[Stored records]
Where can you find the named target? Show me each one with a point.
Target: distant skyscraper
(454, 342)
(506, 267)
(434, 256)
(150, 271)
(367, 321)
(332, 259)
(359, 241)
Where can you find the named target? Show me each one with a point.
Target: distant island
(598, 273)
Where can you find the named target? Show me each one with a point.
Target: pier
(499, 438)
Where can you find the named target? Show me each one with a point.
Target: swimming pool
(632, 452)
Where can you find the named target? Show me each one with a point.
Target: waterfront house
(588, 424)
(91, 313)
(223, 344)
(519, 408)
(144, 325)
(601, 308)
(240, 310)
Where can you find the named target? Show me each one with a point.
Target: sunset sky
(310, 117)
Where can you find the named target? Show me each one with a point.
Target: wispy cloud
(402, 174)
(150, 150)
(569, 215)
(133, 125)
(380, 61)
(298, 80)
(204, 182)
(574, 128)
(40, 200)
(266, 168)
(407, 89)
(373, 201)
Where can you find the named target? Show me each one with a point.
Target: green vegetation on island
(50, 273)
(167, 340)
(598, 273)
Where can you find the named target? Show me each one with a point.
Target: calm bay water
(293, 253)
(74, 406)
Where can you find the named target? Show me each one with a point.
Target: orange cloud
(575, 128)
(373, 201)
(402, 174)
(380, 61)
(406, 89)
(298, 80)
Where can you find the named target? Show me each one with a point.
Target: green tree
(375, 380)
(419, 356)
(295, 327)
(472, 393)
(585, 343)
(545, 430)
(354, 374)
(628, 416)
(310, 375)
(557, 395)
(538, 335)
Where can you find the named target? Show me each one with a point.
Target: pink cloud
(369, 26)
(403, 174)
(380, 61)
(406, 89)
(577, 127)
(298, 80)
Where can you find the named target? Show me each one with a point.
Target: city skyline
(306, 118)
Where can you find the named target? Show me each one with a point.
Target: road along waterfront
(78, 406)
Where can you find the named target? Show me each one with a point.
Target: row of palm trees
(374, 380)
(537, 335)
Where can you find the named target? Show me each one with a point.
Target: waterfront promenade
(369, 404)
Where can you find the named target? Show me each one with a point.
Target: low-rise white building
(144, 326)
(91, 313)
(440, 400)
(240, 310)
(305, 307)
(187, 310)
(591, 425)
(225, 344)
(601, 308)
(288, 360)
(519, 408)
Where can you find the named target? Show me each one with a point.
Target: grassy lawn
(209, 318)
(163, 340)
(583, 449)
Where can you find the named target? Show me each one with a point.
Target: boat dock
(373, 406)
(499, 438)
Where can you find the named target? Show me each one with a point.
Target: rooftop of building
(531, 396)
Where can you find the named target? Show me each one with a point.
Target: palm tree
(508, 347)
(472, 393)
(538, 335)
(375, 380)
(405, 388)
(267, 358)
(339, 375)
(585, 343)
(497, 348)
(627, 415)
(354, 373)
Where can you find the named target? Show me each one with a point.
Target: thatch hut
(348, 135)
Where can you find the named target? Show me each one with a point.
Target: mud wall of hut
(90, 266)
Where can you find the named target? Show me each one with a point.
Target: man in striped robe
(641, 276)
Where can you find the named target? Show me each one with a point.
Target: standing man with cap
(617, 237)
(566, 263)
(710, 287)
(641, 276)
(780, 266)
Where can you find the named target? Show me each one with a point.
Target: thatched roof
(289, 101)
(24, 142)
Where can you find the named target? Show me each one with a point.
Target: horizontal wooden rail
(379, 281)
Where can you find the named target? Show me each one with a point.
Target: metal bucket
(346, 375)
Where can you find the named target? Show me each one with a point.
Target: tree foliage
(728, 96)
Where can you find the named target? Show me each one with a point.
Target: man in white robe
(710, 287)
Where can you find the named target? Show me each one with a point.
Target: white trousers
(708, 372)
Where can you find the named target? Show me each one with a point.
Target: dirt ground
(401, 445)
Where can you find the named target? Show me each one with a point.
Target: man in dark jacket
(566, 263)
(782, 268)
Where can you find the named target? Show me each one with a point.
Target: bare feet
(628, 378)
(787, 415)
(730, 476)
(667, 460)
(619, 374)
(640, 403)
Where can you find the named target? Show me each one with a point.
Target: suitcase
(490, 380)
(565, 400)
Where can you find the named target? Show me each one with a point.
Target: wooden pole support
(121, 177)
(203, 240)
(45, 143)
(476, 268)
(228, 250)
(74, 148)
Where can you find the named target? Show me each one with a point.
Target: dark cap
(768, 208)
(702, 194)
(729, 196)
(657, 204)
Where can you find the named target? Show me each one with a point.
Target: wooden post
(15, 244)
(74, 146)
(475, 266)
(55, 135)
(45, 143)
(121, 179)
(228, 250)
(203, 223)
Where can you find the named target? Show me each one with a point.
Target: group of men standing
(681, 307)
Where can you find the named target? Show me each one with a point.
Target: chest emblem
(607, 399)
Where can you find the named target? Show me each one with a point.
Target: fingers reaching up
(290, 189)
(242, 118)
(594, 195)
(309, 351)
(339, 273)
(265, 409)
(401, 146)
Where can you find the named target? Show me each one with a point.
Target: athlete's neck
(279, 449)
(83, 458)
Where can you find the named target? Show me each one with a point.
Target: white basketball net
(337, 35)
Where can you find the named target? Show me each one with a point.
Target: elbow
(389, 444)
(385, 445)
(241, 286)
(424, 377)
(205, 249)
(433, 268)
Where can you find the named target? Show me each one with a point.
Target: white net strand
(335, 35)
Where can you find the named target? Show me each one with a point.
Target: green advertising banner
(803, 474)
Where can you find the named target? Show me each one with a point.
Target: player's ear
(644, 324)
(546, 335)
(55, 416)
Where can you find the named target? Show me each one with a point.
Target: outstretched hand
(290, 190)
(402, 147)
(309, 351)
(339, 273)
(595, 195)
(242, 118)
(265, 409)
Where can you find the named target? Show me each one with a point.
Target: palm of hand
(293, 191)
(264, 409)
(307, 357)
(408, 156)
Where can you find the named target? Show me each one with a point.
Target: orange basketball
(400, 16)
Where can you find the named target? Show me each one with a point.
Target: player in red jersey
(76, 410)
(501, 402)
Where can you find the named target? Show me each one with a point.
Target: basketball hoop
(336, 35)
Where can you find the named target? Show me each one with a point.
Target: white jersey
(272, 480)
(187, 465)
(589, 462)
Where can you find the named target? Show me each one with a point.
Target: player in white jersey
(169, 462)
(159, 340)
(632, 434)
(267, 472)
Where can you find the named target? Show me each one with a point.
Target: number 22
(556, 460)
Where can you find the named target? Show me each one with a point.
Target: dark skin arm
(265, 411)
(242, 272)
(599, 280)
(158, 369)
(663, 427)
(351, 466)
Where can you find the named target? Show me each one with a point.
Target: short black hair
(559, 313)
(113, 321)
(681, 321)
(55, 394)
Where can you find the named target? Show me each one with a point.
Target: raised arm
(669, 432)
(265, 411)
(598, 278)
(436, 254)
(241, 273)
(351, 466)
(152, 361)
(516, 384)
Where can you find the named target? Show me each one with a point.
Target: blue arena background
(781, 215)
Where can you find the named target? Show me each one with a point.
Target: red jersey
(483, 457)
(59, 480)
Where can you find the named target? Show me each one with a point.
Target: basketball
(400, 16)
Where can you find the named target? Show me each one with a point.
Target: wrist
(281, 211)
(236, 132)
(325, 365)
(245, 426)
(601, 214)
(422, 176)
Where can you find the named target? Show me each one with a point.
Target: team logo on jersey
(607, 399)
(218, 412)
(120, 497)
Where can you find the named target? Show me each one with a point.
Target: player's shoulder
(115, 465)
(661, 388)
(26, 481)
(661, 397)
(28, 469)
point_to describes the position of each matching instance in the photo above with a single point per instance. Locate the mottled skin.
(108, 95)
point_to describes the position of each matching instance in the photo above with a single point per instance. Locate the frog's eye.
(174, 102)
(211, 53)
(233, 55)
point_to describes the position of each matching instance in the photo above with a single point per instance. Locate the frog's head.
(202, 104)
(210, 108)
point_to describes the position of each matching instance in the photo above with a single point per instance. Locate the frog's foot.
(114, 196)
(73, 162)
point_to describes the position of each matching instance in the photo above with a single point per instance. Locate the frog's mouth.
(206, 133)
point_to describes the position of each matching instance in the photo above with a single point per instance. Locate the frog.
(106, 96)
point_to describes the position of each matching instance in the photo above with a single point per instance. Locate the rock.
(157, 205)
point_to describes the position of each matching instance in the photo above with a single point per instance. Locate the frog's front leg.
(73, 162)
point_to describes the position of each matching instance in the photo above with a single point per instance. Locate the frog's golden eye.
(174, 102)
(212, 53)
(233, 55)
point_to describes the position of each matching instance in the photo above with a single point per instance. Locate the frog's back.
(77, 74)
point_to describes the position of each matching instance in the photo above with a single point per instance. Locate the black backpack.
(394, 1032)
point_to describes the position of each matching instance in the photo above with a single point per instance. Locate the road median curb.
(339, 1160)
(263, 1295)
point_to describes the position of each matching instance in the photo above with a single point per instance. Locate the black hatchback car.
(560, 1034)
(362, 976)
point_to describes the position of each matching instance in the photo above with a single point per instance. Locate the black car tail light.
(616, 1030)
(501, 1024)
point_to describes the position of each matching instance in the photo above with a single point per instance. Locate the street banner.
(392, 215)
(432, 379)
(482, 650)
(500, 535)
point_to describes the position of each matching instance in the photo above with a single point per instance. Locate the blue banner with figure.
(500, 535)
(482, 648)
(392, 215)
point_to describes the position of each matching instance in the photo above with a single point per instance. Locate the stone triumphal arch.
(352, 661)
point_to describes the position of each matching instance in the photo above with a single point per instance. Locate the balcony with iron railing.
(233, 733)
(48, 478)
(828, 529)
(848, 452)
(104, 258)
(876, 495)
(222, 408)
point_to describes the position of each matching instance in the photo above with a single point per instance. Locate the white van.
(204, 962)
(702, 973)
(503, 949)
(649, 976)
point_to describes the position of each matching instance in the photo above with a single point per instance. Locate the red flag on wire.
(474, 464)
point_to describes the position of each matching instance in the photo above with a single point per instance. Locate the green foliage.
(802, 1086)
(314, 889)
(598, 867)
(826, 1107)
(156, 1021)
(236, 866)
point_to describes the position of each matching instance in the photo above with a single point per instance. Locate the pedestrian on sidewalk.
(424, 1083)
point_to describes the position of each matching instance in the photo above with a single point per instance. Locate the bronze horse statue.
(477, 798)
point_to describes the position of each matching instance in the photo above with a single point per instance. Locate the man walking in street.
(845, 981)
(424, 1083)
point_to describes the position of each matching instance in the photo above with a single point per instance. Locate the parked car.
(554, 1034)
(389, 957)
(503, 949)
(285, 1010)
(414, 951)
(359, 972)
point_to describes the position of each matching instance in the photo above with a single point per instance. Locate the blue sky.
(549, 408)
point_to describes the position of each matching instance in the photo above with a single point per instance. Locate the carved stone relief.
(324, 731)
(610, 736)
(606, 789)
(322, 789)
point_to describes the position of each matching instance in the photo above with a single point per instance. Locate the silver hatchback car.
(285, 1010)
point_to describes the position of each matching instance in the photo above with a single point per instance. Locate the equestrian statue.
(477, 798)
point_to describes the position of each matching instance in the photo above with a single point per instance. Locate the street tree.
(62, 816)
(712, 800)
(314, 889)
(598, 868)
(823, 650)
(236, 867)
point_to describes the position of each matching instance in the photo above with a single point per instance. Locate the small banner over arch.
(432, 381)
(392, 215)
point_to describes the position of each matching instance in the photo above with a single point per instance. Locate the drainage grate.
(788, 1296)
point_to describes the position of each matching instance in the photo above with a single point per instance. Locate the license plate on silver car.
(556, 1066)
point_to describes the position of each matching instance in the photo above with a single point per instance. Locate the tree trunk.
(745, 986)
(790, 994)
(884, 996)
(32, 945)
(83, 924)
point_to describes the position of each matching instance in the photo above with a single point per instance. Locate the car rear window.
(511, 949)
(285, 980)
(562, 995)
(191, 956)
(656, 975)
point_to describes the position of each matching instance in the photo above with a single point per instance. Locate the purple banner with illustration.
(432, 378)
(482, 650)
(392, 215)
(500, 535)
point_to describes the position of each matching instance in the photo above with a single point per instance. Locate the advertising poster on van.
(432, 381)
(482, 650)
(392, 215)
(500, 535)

WHAT IS EXPECTED: Reproduce only the lines from the line containing "the tree trunk." to the last line of the material above, both of those lines included.

SOLUTION TO THE PROBLEM:
point_to describes the position of each matching instance in the photo above with a single point per instance. Locate the tree trunk.
(745, 986)
(790, 994)
(884, 996)
(32, 945)
(83, 924)
point_to describes the position of each matching instance in the photo above with a single point per instance. Locate the car rear window.
(511, 949)
(285, 980)
(562, 995)
(191, 956)
(656, 975)
point_to describes the position of each matching instance in the photo above with a single point per instance. Locate the purple banner with illustration.
(432, 378)
(482, 650)
(392, 215)
(500, 535)
point_to describes the position of each matching instance in the photo above with a single point per instance. Locate the advertising poster on van.
(432, 381)
(482, 650)
(392, 215)
(500, 535)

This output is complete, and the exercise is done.